Depuis, presque toutes les entreprises de presse peinent à survivre dans un environnement où les coûts de production augmentent alors que les sources de financement se tarissent, renseignent la plupart des médias privés.
L'Union internationale de la presse francophone (UPF)/Section Sénégal a marqué sa solidarité avec le Cdeps, lors de cette journée sans presse. Dans un communiqué, l'UPF/Sénégal a rappelé que la presse, en tant que pilier de la démocratie, doit être protégée et a appelé à l'ouverture de discussions avec l'État pour trouver des solutions durables à la crise.
Réactions...
Face à cette mobilisation sans précédent, certains membres du gouvernement n'ont pas tardé à réagir. Aminata Sarr Ndiaye, directrice générale de la Société de télédiffusion du Sénégal (TDS-SA), offre une perspective critique sur la situation actuelle des médias sénégalais, en la mettant en parallèle avec d'autres secteurs professionnels mieux organisés. Selon elle, le problème de la presse ne se limite pas uniquement aux défis financiers et fiscaux, mais réside également dans une structure interne désorganisée. ‘’Contrairement à d'autres corps de métier qui sont mieux structurés et plus solidement ancrés, la presse sénégalaise souffre d'une désorganisation notable, ce qui en fait un domaine quelque peu chaotique’’, affirme-t-elle.
Elle insiste sur la nécessité d'un assainissement profond au sein de la presse, à l'image de ce qui est requis dans les sphères politique et judiciaire. Elle soutient les efforts du ministre de la Communication Aliou Sall pour renforcer la transparence en publiant la liste des médias officiellement reconnus, une démarche qu'elle considère comme cruciale pour établir une distinction claire entre les professionnels légitimes et les autres.
Toutefois, cette réponse n'a guère convaincu les professionnels des médias qui dénoncent une attitude répressive plutôt que constructive.
Dans les rangs des journalistes et des patrons de presse, l'inquiétude est palpable. Abou Sy, journaliste au quotidien ‘’L'As’’, a exprimé sa tristesse face à cette situation, soulignant que "c'est une journée triste pour la démocratie, si les entreprises de presse sont amenées à lutter pour leur survie à cause de décisions prises par les autorités étatiques". Il a également rappelé que les entreprises de presse ont la responsabilité de s'acquitter de leurs obligations légales, mais a insisté sur le fait que l'État devrait chercher à résoudre la crise plutôt que d'engager un bras de fer avec la presse.
La liberté de la presse au Sénégal, longtemps considérée comme un acquis, semble aujourd'hui menacée. Quatre mois après l'arrivée au pouvoir du président Bassirou Diomaye Faye, les relations entre le gouvernement et les médias se sont considérablement détériorées. Les patrons de presse craignent que ces mesures fiscales ne soient que le début d'une série d'actions destinées à museler la presse indépendante.
Pour de nombreux observateurs, cette journée sans presse est un signal d'alarme. Elle révèle l'état de vulnérabilité dans lequel se trouve la presse sénégalaise et met en lumière les défis auxquels elle doit faire face pour continuer à jouer son rôle de chien de garde de la démocratie.
Vers une solution durable ?
La journée sans presse du 13 août 2024 n'est pas une fin en soi, mais le début d'un plan d'action plus large pour défendre les droits et les intérêts des médias au Sénégal. Les acteurs du secteur espèrent que cette mobilisation provoquera une prise de conscience collective et incitera le gouvernement à engager un dialogue sincère et constructif avec les professionnels de la presse.
Thior, rédacteur en chef du site web senegal7.com, a exprimé l'espoir que cette journée sans presse soit suivie de "solutions structurelles à la crise qui gangrène le secteur, pour la survie des entreprises de presse et la sauvegarde des emplois".
Le chemin vers une solution durable passe inévitablement par un dialogue entre l'État, les entreprises de presse et les autres parties prenantes. Les médias sénégalais, forts de leur tradition de résistance et de résilience, entendent bien se battre pour leur survie, mais aussi pour préserver leur rôle essentiel dans la société.
=-=-=
Énoncé 1: D'après l'article, à quelle date a eu lieu la journée sans presse ?
Énoncé 2: Relevez toutes les personnes que l'article désigne par leur nom.
Les enregistrements qui suivent n'ont aucun lien avec l'article.

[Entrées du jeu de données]
=-=-=
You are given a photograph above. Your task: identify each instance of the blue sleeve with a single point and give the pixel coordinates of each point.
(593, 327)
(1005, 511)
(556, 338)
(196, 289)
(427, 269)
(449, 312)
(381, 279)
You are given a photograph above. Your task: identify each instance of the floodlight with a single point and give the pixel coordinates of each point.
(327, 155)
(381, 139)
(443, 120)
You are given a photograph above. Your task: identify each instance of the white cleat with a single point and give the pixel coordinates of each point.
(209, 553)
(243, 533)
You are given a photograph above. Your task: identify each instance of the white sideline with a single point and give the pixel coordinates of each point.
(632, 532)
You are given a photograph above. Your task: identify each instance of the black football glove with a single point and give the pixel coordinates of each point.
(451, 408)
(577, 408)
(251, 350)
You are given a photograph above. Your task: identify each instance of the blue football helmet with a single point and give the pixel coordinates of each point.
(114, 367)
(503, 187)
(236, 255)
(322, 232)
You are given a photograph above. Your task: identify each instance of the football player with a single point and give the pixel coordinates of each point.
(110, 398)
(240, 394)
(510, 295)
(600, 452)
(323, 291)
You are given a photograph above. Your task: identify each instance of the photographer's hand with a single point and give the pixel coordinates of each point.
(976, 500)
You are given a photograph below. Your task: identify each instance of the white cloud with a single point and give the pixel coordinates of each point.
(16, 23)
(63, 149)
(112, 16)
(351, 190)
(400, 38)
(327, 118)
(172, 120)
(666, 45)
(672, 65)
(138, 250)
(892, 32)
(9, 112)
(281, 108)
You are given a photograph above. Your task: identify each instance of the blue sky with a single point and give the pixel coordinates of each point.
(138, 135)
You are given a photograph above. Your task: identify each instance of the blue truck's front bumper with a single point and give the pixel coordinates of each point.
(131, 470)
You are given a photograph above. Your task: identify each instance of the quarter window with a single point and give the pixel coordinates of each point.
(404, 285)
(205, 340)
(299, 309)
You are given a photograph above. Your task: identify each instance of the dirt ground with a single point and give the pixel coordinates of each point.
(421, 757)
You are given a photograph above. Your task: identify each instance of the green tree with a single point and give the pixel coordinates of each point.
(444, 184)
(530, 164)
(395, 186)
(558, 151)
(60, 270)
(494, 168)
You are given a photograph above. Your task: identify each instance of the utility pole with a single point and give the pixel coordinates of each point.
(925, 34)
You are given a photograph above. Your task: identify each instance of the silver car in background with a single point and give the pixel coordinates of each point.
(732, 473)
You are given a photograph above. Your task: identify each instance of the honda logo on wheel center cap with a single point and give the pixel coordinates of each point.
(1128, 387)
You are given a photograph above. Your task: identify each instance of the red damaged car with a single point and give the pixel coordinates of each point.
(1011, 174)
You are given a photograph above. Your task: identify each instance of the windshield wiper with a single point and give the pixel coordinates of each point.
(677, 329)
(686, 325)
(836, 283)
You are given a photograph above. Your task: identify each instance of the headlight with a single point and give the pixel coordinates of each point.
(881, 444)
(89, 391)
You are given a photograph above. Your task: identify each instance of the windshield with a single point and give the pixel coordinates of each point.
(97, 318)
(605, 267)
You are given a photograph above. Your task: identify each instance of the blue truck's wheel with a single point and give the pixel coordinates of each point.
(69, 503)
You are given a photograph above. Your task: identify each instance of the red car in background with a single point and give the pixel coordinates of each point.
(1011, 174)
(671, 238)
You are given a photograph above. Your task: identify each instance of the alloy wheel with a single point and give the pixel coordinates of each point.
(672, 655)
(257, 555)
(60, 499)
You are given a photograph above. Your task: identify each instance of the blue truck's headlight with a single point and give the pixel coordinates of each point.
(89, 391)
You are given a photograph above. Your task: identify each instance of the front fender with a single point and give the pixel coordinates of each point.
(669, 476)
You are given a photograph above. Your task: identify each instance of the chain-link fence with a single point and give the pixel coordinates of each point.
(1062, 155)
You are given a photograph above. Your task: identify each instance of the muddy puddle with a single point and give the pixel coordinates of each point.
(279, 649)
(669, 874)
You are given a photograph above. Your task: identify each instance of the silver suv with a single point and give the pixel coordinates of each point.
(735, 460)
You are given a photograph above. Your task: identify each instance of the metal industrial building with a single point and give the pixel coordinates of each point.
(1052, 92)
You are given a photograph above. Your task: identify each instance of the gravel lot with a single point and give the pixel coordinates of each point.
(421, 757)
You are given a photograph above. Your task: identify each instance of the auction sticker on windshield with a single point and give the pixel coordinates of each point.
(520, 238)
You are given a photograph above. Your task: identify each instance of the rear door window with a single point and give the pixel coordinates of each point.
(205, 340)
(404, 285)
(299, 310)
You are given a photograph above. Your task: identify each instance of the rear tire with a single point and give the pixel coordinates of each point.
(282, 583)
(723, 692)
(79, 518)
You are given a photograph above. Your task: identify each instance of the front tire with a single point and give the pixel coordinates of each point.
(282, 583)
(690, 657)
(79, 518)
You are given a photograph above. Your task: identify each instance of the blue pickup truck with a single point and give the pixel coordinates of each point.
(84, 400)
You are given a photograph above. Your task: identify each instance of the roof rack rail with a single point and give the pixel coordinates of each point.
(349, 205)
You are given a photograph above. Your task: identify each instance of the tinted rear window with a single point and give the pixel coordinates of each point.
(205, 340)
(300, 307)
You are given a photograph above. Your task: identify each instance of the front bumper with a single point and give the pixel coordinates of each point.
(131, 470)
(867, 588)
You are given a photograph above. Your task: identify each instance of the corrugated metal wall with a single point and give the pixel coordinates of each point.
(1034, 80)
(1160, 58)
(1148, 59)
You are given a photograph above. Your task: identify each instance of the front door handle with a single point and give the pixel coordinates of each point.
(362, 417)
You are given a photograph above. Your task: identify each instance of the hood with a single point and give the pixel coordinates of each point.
=-=-=
Bonne réponse 1: Le 13 août 2024.

Bonne réponse 2: Aminata Sarr Ndiaye, Aliou Sall, Abou Sy, Bassirou Diomaye Faye, Thior